═══ GEGEVEN MATERIAAL
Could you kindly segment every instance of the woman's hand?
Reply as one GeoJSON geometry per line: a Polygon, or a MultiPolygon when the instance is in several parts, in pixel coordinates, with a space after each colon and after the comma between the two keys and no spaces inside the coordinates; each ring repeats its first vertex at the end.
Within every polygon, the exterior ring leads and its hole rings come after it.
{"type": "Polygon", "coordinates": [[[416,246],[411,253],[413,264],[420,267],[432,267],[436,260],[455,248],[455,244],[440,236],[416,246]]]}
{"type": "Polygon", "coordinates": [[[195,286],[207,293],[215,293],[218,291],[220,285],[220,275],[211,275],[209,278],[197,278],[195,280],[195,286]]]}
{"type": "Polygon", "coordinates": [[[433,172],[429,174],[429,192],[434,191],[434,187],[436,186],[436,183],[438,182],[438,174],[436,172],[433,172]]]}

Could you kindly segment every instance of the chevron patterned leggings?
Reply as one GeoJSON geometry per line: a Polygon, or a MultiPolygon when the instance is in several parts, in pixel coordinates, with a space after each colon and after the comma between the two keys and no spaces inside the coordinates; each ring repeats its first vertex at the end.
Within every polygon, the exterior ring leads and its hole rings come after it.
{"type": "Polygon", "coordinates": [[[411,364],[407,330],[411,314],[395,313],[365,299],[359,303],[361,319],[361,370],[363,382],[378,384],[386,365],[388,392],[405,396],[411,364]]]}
══════
═══ GEGEVEN MATERIAAL
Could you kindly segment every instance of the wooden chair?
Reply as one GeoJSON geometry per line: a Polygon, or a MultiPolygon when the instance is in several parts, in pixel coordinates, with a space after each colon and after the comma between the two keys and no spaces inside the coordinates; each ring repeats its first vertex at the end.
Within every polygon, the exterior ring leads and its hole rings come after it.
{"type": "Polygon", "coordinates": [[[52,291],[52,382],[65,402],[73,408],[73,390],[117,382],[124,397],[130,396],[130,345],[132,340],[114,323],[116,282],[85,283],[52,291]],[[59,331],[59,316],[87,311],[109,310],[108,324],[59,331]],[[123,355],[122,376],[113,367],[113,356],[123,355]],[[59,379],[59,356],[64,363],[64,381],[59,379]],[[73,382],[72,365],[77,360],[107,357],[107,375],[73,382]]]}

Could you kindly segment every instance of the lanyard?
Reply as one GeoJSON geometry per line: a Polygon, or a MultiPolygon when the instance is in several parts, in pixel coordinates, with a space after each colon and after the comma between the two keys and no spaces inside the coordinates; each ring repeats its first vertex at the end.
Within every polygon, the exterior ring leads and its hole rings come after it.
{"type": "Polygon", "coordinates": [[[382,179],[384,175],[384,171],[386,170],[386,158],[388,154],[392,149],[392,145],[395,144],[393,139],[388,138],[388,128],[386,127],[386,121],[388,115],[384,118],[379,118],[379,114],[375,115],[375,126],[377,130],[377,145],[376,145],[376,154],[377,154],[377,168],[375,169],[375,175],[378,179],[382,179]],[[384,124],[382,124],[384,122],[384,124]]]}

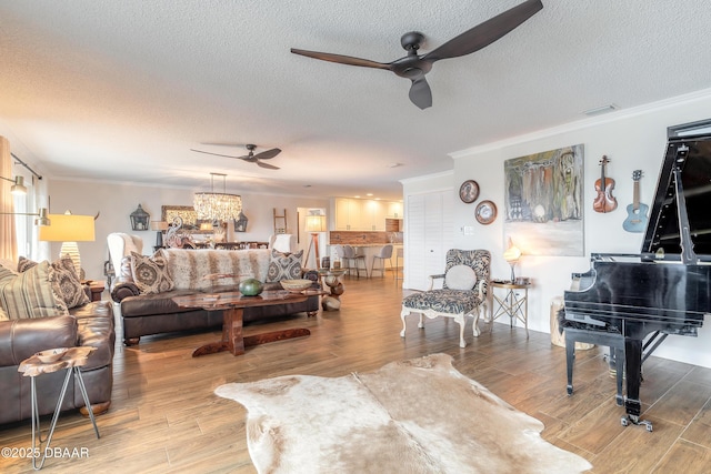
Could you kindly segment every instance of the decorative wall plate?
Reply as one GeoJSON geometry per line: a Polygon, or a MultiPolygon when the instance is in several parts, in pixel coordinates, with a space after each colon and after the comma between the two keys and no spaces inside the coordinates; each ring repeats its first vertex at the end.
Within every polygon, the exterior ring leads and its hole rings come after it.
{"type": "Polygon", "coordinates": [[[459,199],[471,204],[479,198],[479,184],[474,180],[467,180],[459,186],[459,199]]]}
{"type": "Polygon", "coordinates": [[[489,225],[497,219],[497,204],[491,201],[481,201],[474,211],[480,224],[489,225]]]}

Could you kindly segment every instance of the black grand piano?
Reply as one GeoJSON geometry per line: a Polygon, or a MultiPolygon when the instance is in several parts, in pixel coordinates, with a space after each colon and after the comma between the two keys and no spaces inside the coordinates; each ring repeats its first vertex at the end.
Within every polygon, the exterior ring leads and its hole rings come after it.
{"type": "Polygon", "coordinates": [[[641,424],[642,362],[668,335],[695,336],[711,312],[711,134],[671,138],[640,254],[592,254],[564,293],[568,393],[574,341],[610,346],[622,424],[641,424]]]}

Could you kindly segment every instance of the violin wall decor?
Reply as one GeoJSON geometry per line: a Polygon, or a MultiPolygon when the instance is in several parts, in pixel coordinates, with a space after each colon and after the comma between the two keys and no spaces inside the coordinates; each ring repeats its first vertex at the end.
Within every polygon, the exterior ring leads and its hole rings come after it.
══════
- OPDRACHT
Zoek in de records hierboven alle regels waarin de tekenreeks "wall" voorkomt en schrijf die regels over. Let daarbij op het verschil tussen hoofdletters en kleine letters.

- UITWERKING
Could you kindly segment every instance of the decorative wall plate?
Could you kindly segment every instance of the violin wall decor?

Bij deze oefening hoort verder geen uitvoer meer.